Shell’s UK upstream boss yesterday hailed a “great year” and said the oil major expected to be busy in the North Sea in 2018.
Steve Phimister, upstream vice president for the UK and Ireland at Shell, said the company had delivered on its plans for the current year and paid tribute to staff members.
Highlights from the year included the sale of a package of North Sea assets to Chrysaor and the arrival of the Brent Delta platform in Hartlepool for scrapping.
Shell hopes to make a final investment decision (FID) on redeveloping the Penguins area “shortly”.
Mr Phimister said Penguins was on track to be the “first cab out of the rank” next year.
It is understood that Shell has awarded the contract for the construction of a vessel for Penguins to US engineering firm Fluor.
But Shell said the progression of any work on Penguins depended on the FID being made.
Penguins started production in 2003 via a subsea tieback to the Brent Charlie platform.
The aging Charlie platform is expected to retire in the coming years, which means Shell needs another way of producing from Penguins.
Mr Phimister also said the company was fitter and ready to invest in the North Sea after taking steps to turn around the business.
He said development plans with partners in the Central Grabban Area were “quite mature”.
====
> Exercise set
a – Rewrite the part of the article on Shell's North Sea plans that opens with the words containing "Mr Phimister said" and closes with "producing from Penguins.", putting "ship" in place of "vessel".
b – Name every company mentioned in the article on Shell's North Sea plans.
The material after this point is separate from the article and has no link to it.
====
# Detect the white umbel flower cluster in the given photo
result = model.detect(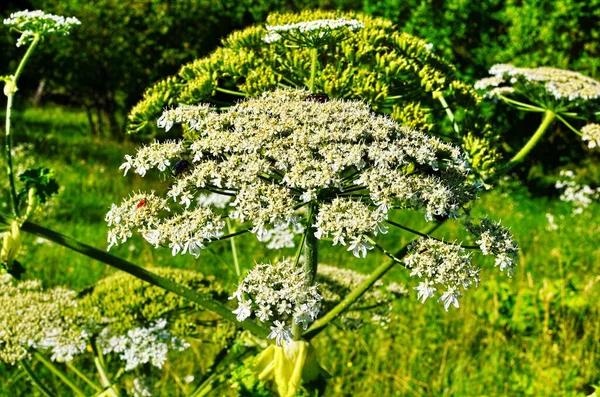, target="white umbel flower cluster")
[581,123,600,149]
[0,274,87,365]
[464,218,519,277]
[4,10,81,47]
[475,64,600,102]
[404,238,480,311]
[106,192,225,258]
[98,319,190,371]
[230,258,321,346]
[263,18,364,45]
[119,141,184,176]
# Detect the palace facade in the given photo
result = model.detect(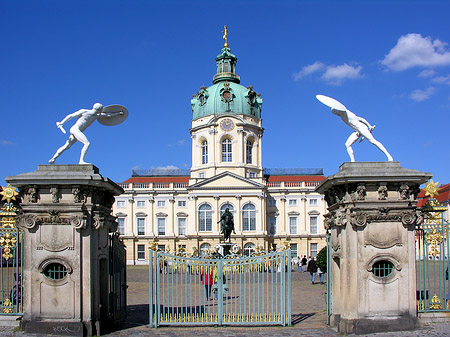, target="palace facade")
[113,34,326,264]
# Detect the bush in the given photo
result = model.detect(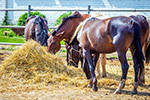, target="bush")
[55,12,72,45]
[55,12,72,26]
[2,11,8,25]
[17,11,46,26]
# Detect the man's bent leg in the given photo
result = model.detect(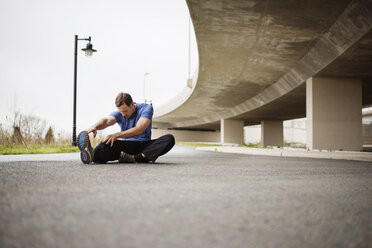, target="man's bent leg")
[142,134,175,162]
[93,140,144,163]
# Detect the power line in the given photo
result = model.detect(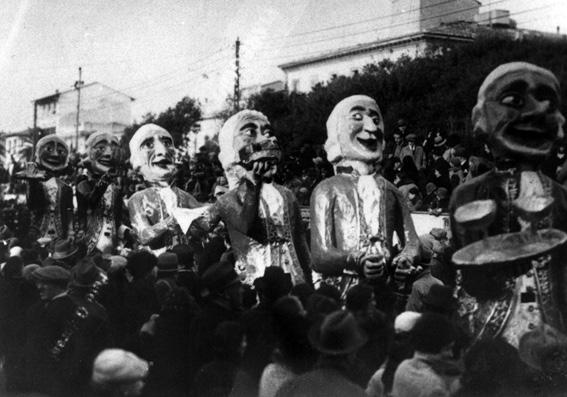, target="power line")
[253,0,474,40]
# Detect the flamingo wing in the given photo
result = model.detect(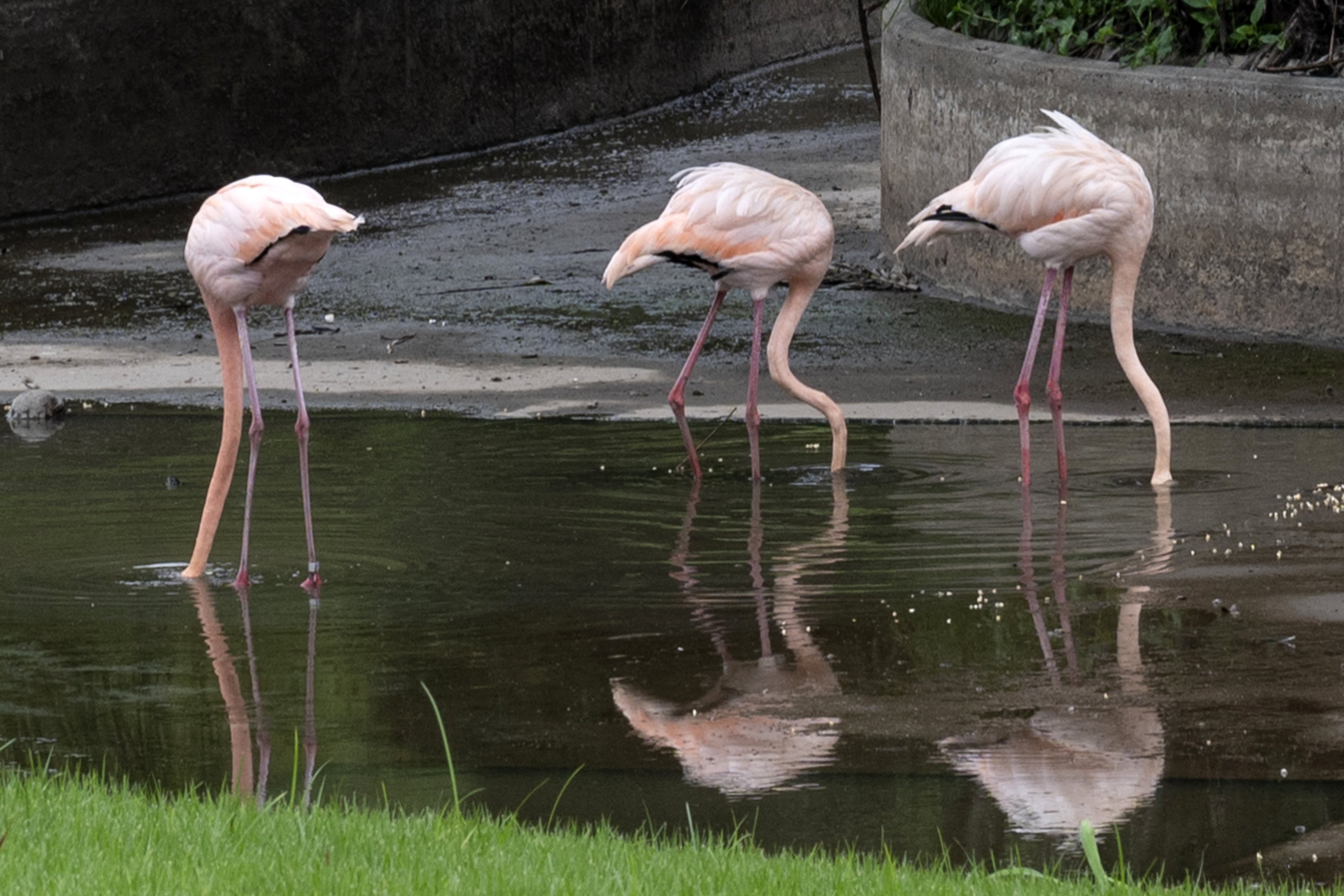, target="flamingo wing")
[603,163,833,289]
[896,110,1153,267]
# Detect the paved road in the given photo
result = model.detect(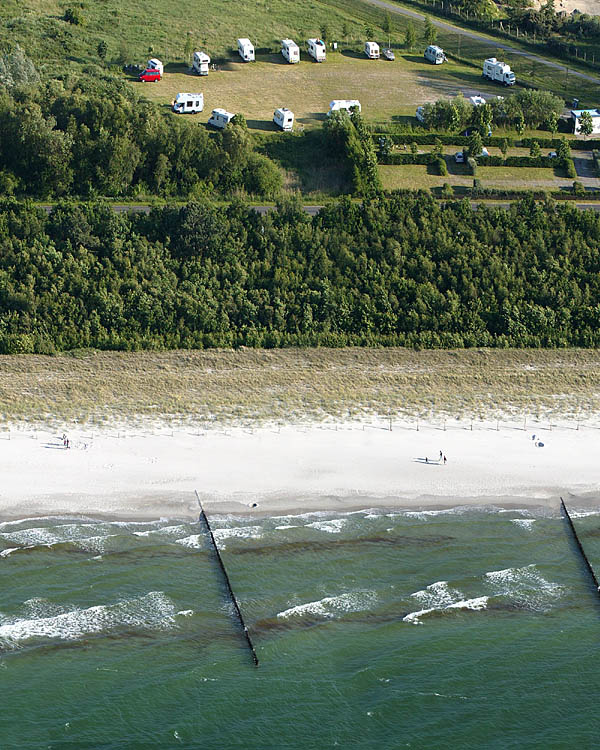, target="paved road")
[363,0,600,85]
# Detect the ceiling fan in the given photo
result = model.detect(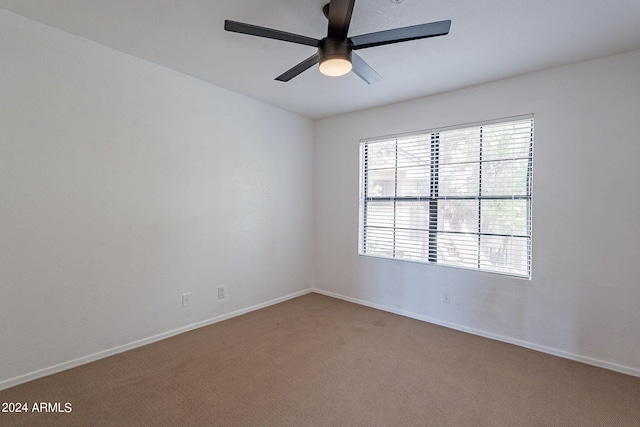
====
> Results in order
a –
Mr Phimister said Penguins was on track to be the “first cab out of the rank” next year.
It is understood that Shell has awarded the contract for the construction of a ship for Penguins to US engineering firm Fluor.
But Shell said the progression of any work on Penguins depended on the FID being made.
Penguins started production in 2003 via a subsea tieback to the Brent Charlie platform.
The aging Charlie platform is expected to retire in the coming years, which means Shell needs another way of producing from Penguins.

b – Shell, Chrysaor, Fluor